> The problem
Which of the lines in the records below hold the string "target"? Copy every one of them.

> Records for the exercise
== == ==
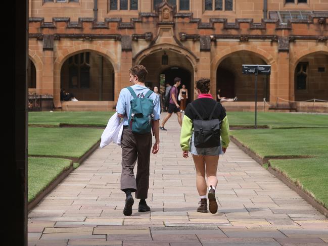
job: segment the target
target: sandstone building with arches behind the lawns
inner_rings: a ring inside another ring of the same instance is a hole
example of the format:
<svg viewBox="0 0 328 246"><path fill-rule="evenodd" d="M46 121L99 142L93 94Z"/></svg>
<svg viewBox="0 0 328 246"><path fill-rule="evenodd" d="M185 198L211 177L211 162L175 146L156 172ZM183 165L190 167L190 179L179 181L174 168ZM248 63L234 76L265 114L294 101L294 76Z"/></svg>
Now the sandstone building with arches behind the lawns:
<svg viewBox="0 0 328 246"><path fill-rule="evenodd" d="M243 64L271 65L258 76L266 109L328 101L328 0L30 0L28 28L29 92L52 95L58 110L113 110L135 64L151 88L181 77L189 100L209 77L214 96L238 96L230 110L254 109ZM61 88L79 101L61 102Z"/></svg>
== == ==
> Solution to this task
job: segment the target
target: sandstone building with arches behind the lawns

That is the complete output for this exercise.